DATA —
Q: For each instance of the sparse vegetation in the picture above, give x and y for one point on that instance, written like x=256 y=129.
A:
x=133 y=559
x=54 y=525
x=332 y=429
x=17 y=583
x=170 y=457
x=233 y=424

TASK OBJECTIVE — Copy out every entry above word for word, without changing anything.

REPLY —
Q: For each instance of the sparse vegetation in the picture above, give x and y for one point on that instance, written like x=256 y=129.
A:
x=133 y=559
x=54 y=525
x=332 y=429
x=17 y=583
x=170 y=457
x=233 y=424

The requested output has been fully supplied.